Start of DATASET EXTRACT

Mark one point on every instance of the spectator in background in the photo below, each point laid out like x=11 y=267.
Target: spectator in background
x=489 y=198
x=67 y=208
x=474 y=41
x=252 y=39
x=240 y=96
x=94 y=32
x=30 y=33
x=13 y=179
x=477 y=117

End of DATASET EXTRACT

__WHAT TO PRODUCE__
Word for word, return each of the entries shown above.

__FINISHED EXERCISE__
Mark one point on every instance of the spectator in background in the photo below, each point laid out like x=11 y=267.
Target: spectator in background
x=489 y=198
x=67 y=208
x=474 y=41
x=252 y=39
x=240 y=96
x=94 y=32
x=30 y=33
x=13 y=179
x=477 y=117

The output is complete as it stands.